[PROBLEM]
Word for word, transcribe all of the records.

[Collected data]

□ □ □ □ □

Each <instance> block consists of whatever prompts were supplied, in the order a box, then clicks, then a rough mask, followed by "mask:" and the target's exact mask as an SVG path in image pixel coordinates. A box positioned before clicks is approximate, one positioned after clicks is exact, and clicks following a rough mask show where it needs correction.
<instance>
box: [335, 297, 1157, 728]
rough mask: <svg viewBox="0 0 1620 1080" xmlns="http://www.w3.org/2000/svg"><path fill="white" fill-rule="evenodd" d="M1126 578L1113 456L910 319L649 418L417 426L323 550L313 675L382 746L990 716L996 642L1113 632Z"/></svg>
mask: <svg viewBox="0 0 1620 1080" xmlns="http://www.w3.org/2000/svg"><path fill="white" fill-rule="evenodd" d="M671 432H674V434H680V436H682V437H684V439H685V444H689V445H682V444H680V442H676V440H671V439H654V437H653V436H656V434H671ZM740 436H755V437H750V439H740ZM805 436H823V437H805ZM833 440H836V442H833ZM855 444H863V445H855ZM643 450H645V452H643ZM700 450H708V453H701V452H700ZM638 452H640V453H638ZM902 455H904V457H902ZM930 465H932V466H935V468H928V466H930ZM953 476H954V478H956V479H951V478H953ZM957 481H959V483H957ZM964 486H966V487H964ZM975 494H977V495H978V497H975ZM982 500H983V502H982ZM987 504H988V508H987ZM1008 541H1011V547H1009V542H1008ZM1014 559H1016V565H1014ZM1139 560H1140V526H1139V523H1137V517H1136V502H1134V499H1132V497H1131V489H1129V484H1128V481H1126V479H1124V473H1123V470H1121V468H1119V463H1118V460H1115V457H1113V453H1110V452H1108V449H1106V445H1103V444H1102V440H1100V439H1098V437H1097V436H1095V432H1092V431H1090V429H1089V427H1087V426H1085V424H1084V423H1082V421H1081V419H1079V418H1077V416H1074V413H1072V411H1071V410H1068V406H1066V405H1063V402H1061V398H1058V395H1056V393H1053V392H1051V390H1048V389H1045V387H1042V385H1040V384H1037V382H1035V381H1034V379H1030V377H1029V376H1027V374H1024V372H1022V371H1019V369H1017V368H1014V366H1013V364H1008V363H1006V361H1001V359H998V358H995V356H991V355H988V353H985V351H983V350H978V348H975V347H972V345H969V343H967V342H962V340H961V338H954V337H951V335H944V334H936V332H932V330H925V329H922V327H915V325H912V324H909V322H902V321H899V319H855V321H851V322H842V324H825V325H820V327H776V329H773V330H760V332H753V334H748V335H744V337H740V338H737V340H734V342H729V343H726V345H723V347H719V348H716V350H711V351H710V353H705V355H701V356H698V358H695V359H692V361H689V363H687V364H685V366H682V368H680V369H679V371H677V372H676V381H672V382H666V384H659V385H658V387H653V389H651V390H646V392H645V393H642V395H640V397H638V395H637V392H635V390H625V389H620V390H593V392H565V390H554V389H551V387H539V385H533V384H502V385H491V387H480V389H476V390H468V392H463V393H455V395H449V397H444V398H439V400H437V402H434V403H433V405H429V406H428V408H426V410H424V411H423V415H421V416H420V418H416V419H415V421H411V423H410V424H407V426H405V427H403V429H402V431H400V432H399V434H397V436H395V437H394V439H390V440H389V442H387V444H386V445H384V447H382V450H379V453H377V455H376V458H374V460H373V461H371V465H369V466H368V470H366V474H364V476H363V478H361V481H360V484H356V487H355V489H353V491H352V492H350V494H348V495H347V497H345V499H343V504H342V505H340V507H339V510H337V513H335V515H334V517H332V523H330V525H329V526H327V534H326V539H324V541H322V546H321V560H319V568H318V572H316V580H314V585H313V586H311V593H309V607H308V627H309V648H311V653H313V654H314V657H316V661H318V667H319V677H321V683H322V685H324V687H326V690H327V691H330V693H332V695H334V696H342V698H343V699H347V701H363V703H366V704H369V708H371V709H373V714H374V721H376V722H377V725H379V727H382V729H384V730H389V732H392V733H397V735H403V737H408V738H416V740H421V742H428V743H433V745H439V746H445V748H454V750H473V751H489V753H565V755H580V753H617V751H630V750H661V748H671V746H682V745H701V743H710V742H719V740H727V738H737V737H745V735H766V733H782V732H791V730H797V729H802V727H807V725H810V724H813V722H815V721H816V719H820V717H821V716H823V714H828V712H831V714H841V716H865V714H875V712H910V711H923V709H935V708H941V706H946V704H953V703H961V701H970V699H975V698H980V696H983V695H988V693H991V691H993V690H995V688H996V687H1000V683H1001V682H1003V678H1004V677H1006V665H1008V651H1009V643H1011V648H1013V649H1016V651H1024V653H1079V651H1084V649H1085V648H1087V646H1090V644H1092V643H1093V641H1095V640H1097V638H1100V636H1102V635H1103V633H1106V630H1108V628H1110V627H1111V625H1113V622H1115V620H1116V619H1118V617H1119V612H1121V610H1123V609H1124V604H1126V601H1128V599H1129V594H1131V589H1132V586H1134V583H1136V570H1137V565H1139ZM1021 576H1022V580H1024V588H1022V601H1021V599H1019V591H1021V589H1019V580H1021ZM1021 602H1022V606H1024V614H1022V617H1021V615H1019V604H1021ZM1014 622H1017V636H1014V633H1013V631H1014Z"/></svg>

□ □ □ □ □

[FINAL ANSWER]
Each <instance> block consists of whatever prompts were supplied, in the order a box, then clicks, then a rough mask, followed by "mask:" and the target's exact mask as an SVG path in image pixel coordinates. A box positioned before clicks is approximate, one positioned after clicks is exact, and clicks following a rough mask show where it needs correction.
<instance>
box: [335, 297, 1157, 728]
rough mask: <svg viewBox="0 0 1620 1080" xmlns="http://www.w3.org/2000/svg"><path fill="white" fill-rule="evenodd" d="M1126 578L1113 456L910 319L649 418L417 426L323 550L313 675L382 746L990 716L996 642L1113 632Z"/></svg>
mask: <svg viewBox="0 0 1620 1080" xmlns="http://www.w3.org/2000/svg"><path fill="white" fill-rule="evenodd" d="M671 432H674V434H680V436H682V437H684V439H685V444H689V445H682V444H680V442H676V440H671V439H654V437H653V436H656V434H671ZM740 436H755V437H750V439H740ZM805 436H823V437H805ZM833 440H836V442H833ZM855 444H863V445H855ZM643 450H645V452H643ZM700 450H708V453H701V452H700ZM638 452H640V453H638ZM902 455H904V457H902ZM930 465H932V466H935V468H928V466H930ZM953 476H954V478H956V479H951V478H953ZM957 481H959V483H957ZM964 486H966V487H964ZM975 494H977V495H978V497H975ZM982 500H983V502H982ZM987 504H988V508H987ZM1008 541H1011V547H1009V542H1008ZM1014 559H1016V565H1014ZM1139 560H1140V526H1139V523H1137V517H1136V502H1134V499H1132V497H1131V489H1129V484H1128V481H1126V479H1124V473H1123V470H1121V468H1119V463H1118V460H1115V457H1113V453H1110V452H1108V449H1106V445H1103V444H1102V440H1100V439H1098V437H1097V436H1095V432H1092V431H1090V429H1089V427H1087V426H1085V424H1084V423H1082V421H1081V419H1079V418H1077V416H1074V413H1072V411H1071V410H1068V406H1066V405H1063V402H1061V398H1058V395H1056V393H1053V392H1051V390H1048V389H1045V387H1042V385H1040V384H1037V382H1035V381H1034V379H1030V377H1029V376H1027V374H1024V372H1022V371H1019V369H1017V368H1014V366H1013V364H1008V363H1006V361H1001V359H998V358H995V356H991V355H988V353H985V351H983V350H978V348H975V347H972V345H969V343H967V342H962V340H961V338H954V337H951V335H944V334H936V332H932V330H925V329H922V327H915V325H912V324H909V322H902V321H899V319H855V321H851V322H842V324H825V325H820V327H776V329H773V330H760V332H753V334H748V335H744V337H740V338H737V340H734V342H729V343H726V345H723V347H719V348H716V350H711V351H710V353H705V355H701V356H698V358H695V359H692V361H689V363H687V364H685V366H682V368H680V369H679V371H677V372H676V381H672V382H666V384H659V385H658V387H653V389H651V390H646V392H645V393H642V395H640V397H638V395H637V392H635V390H625V389H620V390H593V392H565V390H554V389H551V387H539V385H533V384H502V385H491V387H480V389H476V390H468V392H463V393H455V395H449V397H444V398H439V400H437V402H434V403H433V405H429V406H428V408H426V410H424V411H423V415H421V416H420V418H416V419H415V421H411V423H410V424H407V426H405V427H403V429H402V431H400V432H399V434H397V436H395V437H394V439H390V440H389V442H387V444H386V445H384V447H382V450H379V453H377V455H376V458H374V460H373V461H371V465H369V466H368V470H366V474H364V476H363V478H361V481H360V484H356V487H355V489H353V491H352V492H350V494H348V495H347V497H345V499H343V504H342V505H340V507H339V510H337V513H335V515H334V517H332V523H330V525H329V526H327V534H326V539H324V541H322V546H321V560H319V568H318V572H316V580H314V585H313V586H311V593H309V607H308V627H309V648H311V653H313V654H314V657H316V661H318V667H319V677H321V683H322V685H324V687H326V690H327V691H330V693H332V695H334V696H342V698H343V699H347V701H363V703H366V704H369V708H371V709H373V714H374V721H376V722H377V725H379V727H382V729H384V730H389V732H392V733H397V735H403V737H408V738H416V740H421V742H428V743H433V745H439V746H445V748H454V750H473V751H489V753H565V755H580V753H617V751H630V750H661V748H671V746H682V745H701V743H710V742H719V740H727V738H737V737H745V735H766V733H782V732H791V730H797V729H802V727H807V725H810V724H813V722H815V721H816V719H820V717H821V716H823V714H828V712H831V714H841V716H865V714H875V712H910V711H923V709H935V708H941V706H946V704H953V703H961V701H970V699H975V698H980V696H983V695H988V693H991V691H993V690H995V688H996V687H1000V683H1001V682H1003V678H1004V677H1006V665H1008V651H1009V643H1011V648H1013V649H1016V651H1024V653H1079V651H1084V649H1085V648H1087V646H1090V644H1092V643H1093V641H1095V640H1097V638H1100V636H1102V635H1103V633H1106V630H1108V628H1110V627H1111V625H1113V622H1115V620H1116V619H1118V617H1119V612H1121V610H1123V609H1124V604H1126V601H1128V599H1129V594H1131V589H1132V586H1134V583H1136V570H1137V565H1139ZM1021 576H1022V580H1024V588H1022V601H1021V599H1019V591H1021V589H1019V580H1021ZM1021 602H1022V606H1024V614H1022V617H1021V615H1019V604H1021ZM1014 622H1017V636H1014V633H1013V631H1014Z"/></svg>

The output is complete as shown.